* [Selected passage]:
My understanding of LATE was that it was the effect of a treatment on individuals who were induced to be treated by the experiment. That is, the effect on compliers. My understanding of Treatment-on-the-treated (TOT) is that it is the effect of individuals who are in the treatment group (which can include both individuals who were induced to be treated, and always-takers who would have accepted the treatment regardless)

However, my notes say the opposite -- that TOT is a subset of LATE, and that LATE allows for the existence of treated individuals who would have been treated even in the absence of experiment. But I don't really understand why one of them is capturing always-takers and the other isn't

What is the right way to think about this?

  • $\begingroup$ @Parseltongue Is TOT the same thing as ATET? $\endgroup$ – Dimitriy V. Masterov May 11 '16 at 0:44
  • $\begingroup$ if ATET is average treatment effect on the treated-- yes, it sounds the same. $\endgroup$ – Parseltongue May 11 '16 at 1:07
  • $\begingroup$ I would agree with your first interpretation! ToT/ATET is a larger set! Which notes do you have? $\endgroup$ – Matifou May 12 '16 at 0:03

Writing out the estimands may help. With $Y$ as the observed outcome, $A$ is the treatment of interest, $Z$ is the instrument, and $Y^a$ is the potential outcome under treatment plan $A=a$.

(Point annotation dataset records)
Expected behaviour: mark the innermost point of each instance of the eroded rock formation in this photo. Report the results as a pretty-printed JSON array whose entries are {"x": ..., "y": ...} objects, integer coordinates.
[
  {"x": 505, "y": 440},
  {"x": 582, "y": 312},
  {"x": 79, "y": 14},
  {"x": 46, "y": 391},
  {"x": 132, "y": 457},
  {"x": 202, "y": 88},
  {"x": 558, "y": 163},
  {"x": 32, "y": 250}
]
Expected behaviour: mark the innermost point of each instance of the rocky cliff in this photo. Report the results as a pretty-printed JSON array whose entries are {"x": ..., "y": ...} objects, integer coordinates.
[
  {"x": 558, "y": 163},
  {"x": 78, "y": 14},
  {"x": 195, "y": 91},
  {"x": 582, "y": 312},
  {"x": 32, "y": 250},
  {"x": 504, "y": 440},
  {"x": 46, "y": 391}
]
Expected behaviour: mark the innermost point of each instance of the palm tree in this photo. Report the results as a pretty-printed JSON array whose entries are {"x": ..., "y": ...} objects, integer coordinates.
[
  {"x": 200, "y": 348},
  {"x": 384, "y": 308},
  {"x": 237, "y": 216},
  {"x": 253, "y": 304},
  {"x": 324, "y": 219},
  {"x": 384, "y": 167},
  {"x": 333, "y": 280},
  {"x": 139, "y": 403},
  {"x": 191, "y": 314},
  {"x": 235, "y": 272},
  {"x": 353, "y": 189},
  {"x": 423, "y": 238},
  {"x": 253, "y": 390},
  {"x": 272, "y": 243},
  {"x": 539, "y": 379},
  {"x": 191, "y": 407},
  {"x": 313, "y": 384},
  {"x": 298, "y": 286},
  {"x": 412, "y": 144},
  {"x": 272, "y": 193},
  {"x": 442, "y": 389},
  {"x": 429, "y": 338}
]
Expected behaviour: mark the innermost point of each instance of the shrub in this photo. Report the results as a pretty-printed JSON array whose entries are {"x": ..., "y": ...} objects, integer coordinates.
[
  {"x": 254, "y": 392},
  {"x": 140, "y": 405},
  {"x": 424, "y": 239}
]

* [Written tasks]:
1) Repeat the stretch of the LATE and TOT discussion from "Writing out the" through "treatment plan $A=a$.".
2) Does each statement agree with the LATE and TOT discussion? (a) The writer's notes say that LATE is a subset of TOT. (b) Parseltongue says TOT sounds the same as ATET if ATET means average treatment effect on the treated. (c) In the estimands, $Z$ is the treatment of interest.

* [Solutions]:
1)
Writing out the estimands may help. With $Y$ as the observed outcome, $A$ is the treatment of interest, $Z$ is the instrument, and $Y^a$ is the potential outcome under treatment plan $A=a$.

2)
(a) No: "my notes say the opposite -- that TOT is a subset of LATE"
(b) Yes: "if ATET is average treatment effect on the treated-- yes, it sounds the same."
(c) No: "$A$ is the treatment of interest, $Z$ is the instrument"